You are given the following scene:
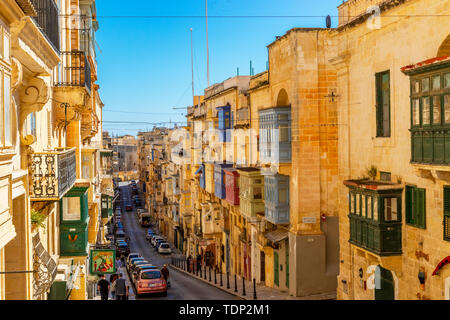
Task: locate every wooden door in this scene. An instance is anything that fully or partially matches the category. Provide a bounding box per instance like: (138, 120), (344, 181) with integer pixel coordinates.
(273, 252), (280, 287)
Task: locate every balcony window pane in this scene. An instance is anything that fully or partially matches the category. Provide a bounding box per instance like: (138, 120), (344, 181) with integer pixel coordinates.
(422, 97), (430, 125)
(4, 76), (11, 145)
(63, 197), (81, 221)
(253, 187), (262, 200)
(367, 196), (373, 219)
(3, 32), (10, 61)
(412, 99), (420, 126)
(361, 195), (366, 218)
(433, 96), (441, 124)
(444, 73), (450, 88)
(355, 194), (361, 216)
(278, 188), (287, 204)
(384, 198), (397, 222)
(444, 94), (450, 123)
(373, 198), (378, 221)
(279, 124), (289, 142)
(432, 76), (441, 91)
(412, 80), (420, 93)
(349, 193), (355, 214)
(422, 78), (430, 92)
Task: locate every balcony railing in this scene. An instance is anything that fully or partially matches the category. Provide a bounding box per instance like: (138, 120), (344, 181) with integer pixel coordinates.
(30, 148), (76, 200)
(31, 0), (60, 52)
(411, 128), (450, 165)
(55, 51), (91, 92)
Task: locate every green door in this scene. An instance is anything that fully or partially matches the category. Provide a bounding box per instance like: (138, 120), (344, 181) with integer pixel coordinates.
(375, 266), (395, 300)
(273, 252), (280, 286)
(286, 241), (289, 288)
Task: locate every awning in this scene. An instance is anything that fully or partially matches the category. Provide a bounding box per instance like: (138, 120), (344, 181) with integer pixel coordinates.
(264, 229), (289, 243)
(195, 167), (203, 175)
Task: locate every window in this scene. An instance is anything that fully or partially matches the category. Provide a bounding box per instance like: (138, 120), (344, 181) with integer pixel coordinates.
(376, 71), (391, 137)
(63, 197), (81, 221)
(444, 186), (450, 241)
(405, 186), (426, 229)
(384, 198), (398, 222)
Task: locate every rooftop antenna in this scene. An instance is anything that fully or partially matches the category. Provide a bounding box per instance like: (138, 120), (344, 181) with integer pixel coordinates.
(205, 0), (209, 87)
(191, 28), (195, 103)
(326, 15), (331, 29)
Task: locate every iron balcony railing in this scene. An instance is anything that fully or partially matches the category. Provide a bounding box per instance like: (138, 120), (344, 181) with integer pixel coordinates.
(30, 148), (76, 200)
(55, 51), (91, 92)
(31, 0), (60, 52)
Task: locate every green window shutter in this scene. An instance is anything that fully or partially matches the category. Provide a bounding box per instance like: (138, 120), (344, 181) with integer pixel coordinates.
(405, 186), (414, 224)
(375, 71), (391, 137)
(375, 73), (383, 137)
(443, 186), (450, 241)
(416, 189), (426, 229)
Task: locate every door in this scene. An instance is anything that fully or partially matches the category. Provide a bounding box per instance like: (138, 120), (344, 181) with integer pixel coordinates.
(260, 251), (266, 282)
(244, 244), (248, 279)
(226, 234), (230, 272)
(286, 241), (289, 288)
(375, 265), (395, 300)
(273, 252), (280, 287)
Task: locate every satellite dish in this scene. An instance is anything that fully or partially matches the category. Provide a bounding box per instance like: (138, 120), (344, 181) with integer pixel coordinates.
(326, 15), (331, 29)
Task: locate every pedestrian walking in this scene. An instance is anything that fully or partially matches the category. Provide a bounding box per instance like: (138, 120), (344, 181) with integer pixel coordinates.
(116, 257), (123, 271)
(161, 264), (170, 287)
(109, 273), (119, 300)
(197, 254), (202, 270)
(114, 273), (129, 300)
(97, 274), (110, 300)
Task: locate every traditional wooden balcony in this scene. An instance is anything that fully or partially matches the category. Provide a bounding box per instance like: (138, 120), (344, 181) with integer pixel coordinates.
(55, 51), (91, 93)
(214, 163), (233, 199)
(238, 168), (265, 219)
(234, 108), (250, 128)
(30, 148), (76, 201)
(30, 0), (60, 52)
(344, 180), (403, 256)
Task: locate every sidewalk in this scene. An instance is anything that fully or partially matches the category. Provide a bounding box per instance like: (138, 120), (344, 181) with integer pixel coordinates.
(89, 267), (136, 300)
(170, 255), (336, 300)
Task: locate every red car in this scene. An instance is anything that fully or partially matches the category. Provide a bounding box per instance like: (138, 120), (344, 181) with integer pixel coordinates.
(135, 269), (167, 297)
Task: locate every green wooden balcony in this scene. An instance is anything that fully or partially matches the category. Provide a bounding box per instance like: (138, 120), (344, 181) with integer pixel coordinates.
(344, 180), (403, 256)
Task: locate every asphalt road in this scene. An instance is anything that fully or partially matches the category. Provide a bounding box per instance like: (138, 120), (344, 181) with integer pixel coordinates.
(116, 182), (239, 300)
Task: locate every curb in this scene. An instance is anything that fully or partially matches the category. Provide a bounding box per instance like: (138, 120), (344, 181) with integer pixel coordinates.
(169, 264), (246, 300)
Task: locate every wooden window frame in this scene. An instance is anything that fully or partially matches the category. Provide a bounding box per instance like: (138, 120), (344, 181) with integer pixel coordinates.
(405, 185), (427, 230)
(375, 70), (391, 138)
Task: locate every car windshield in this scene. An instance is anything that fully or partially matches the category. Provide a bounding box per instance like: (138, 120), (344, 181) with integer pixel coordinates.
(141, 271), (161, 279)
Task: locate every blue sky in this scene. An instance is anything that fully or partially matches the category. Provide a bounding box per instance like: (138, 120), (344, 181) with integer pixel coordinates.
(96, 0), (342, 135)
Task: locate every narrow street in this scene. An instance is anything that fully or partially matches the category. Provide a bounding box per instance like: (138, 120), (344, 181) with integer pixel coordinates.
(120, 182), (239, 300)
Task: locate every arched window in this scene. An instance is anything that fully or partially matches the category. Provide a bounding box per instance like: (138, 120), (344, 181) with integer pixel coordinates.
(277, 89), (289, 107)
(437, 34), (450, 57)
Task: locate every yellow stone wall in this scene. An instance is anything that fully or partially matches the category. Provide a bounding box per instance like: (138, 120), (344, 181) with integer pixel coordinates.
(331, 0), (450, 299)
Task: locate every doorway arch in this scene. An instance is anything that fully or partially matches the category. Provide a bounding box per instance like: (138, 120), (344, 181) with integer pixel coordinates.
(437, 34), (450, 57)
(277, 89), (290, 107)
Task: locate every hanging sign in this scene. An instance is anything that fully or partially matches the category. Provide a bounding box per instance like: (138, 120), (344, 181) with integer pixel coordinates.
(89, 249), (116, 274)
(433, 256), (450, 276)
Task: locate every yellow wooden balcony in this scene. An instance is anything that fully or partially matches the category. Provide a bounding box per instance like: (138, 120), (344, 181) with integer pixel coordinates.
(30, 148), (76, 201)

• **TASK INSTRUCTIONS**: Reproduce all of the rows above word for word, leaving out the pictures.

• **COMPLETE OUTPUT**:
You are given the following scene:
Task: locate every wooden door in this scene. An instance is anything that fully or partially matches the category. Provide a bounding box per instance like: (138, 120), (344, 181) with integer pixel coordinates.
(273, 252), (280, 287)
Task: locate every balcony window pane in this scene. An instance is anything that fully or partially matches the category. Provide a bounding box per instance like: (138, 120), (344, 181) with integer pixel coordinates.
(422, 97), (430, 125)
(4, 76), (11, 145)
(63, 197), (81, 221)
(253, 187), (262, 200)
(367, 196), (373, 219)
(3, 32), (10, 61)
(412, 99), (420, 126)
(361, 195), (366, 218)
(433, 96), (441, 124)
(444, 73), (450, 88)
(355, 194), (361, 216)
(278, 188), (287, 204)
(384, 198), (397, 222)
(444, 94), (450, 123)
(373, 198), (378, 221)
(279, 124), (289, 142)
(432, 76), (441, 91)
(412, 80), (420, 93)
(349, 193), (355, 214)
(422, 78), (430, 92)
Task: locate every balcony railing in this scene. An instance is anything that fully or partially matches the category. Provide a bounding box per instance like: (138, 120), (344, 181) with integer pixel coordinates.
(30, 148), (76, 200)
(31, 0), (60, 52)
(411, 128), (450, 165)
(55, 51), (91, 92)
Task: locate every green door in this scene. An instance is anything that fully or partially matches the category. Provide a bounding box per instance like: (138, 120), (344, 181) with integer pixel coordinates.
(375, 266), (395, 300)
(273, 252), (280, 286)
(286, 241), (289, 288)
Task: locate every awning in this scene. An instance is anything that fully or partially matches the category. Provide a bounding box per instance like: (138, 120), (344, 181) with integer pixel coordinates.
(264, 229), (289, 243)
(195, 167), (203, 175)
Task: locate every window in this scene. An instance is anything that fully or partially matches the category. Provide a bounding box per instance like: (138, 120), (344, 181) with integer pixel coordinates.
(376, 71), (391, 137)
(63, 197), (81, 221)
(444, 186), (450, 241)
(405, 186), (426, 229)
(384, 198), (398, 222)
Task: locate every rooftop antenna in this scene. An instance is anything that fully or partially matches the category. Provide a bounding box per instance like: (138, 120), (344, 181) with integer pixel coordinates.
(205, 0), (209, 87)
(191, 28), (195, 103)
(326, 15), (331, 29)
Task: locate every iron balcony railing in this scene. An instance is anything that fully or partially matches the category. Provide a bounding box per instance like: (138, 120), (344, 181) with integer pixel coordinates.
(30, 148), (76, 200)
(55, 51), (91, 92)
(31, 0), (60, 52)
Task: locate every green window shutter in this scene. An instance is anything that fully or partially matches the category. Provide a bounding box per instance like: (138, 120), (344, 181) with integer pixel coordinates.
(405, 186), (414, 224)
(375, 71), (391, 137)
(375, 73), (383, 137)
(443, 186), (450, 241)
(416, 189), (426, 229)
Task: locate every door in this scene. An instance is anything that fully or partially matches the category. Provide a bounding box per instance like: (138, 120), (344, 181) with integer pixel coordinates.
(260, 251), (266, 282)
(244, 244), (248, 279)
(226, 234), (230, 272)
(286, 241), (289, 288)
(375, 265), (395, 300)
(273, 252), (280, 287)
Task: locate every satellite dish in this scene. An instance is anything that fully or partially matches the category. Provide a bounding box per instance like: (138, 120), (344, 181) with integer pixel coordinates.
(326, 15), (331, 29)
Task: locate every pedestrian walking in this scene. An instance is anything that fully or partially matches the category. Provide a bounding box per instance like: (138, 120), (344, 181) with integer pixel coordinates.
(116, 257), (123, 271)
(161, 264), (170, 287)
(109, 273), (119, 300)
(197, 254), (202, 270)
(114, 273), (129, 300)
(97, 274), (110, 300)
Task: locate every traditional wooden balcony in this scene. An instance is anything that fully or partially matches the category. Provide a bounding box per instance like: (138, 120), (344, 181) with integer pixel coordinates.
(55, 51), (91, 93)
(214, 163), (233, 199)
(238, 168), (265, 219)
(234, 108), (250, 128)
(30, 148), (76, 201)
(30, 0), (60, 52)
(344, 180), (403, 256)
Task: locate every sidewalk in this scene. An instance is anything that fully or partially matches the category. Provide a bounding box per instance like: (138, 120), (344, 181) with integer pixel coordinates.
(89, 267), (136, 300)
(170, 255), (336, 300)
Task: locate every red car in this scene. An instance is anything that fully or partially matches the category. Provide a bounding box per instance like: (138, 120), (344, 181) with integer pixel coordinates.
(135, 269), (167, 297)
Task: locate every green wooden balcony in this scene. An instance is anything that fully or partially matches the category. Provide a bounding box per instance like: (138, 120), (344, 181) with integer pixel coordinates.
(344, 180), (403, 256)
Task: locate every asphalt road in this scene. An instance is anything that fully or partially matches the category. Provide a bounding box per instance like: (138, 120), (344, 181) with integer pixel coordinates.
(116, 182), (239, 300)
Task: locate every curb in this scene. An instance is anything that fully or partially matches the category. Provide a bounding box per instance like: (138, 120), (344, 181) with integer pixel coordinates.
(169, 264), (246, 300)
Task: locate every wooden window frame in this scene. An instance is anything that fully or partially matches the category. Provide a bounding box per instance like: (138, 120), (344, 181) with integer pixel coordinates.
(405, 185), (427, 230)
(375, 70), (391, 138)
Task: locate every car windshield in this scene. An instance is anything that fully or partially matches the category. Provide a bounding box per instance like: (138, 120), (344, 181) with integer pixel coordinates.
(141, 271), (161, 279)
Task: locate every blue sky in this scene. An instance is anything that fully or partially matches the category. Provide a bounding box per instance like: (138, 120), (344, 181) with integer pixel coordinates.
(96, 0), (342, 135)
Task: locate every narrow street in this scene. An instance is anything that fully or partially matches the category. Provide a bounding box per instance like: (138, 120), (344, 181) with integer pixel coordinates.
(120, 182), (239, 300)
Task: locate every arched window in this scene. An instance is anything that fully or partially matches the category. Provide a bounding box per instance like: (138, 120), (344, 181) with integer pixel coordinates.
(277, 89), (289, 107)
(437, 34), (450, 57)
Task: locate every yellow stone wall in this scene. An instance is anything that fully or partially matches the category. Provide a bounding box per instance like: (138, 120), (344, 181) with integer pixel coordinates.
(331, 0), (450, 299)
Task: locate every doorway arch in this scene. An instance is anything that fully or partially matches the category. Provide a bounding box per instance like: (138, 120), (344, 181) with integer pixel coordinates.
(437, 34), (450, 57)
(277, 89), (290, 107)
Task: locate every hanging sign in this scene. An instance is anything that fully or partially matches the category. Provide a bounding box per instance like: (138, 120), (344, 181) with integer pixel coordinates.
(89, 249), (116, 274)
(433, 256), (450, 276)
Task: locate every yellow wooden balcony in this scene. An instance is anything that fully or partially matches the category. Provide a bounding box per instance like: (138, 120), (344, 181) with integer pixel coordinates.
(30, 148), (76, 201)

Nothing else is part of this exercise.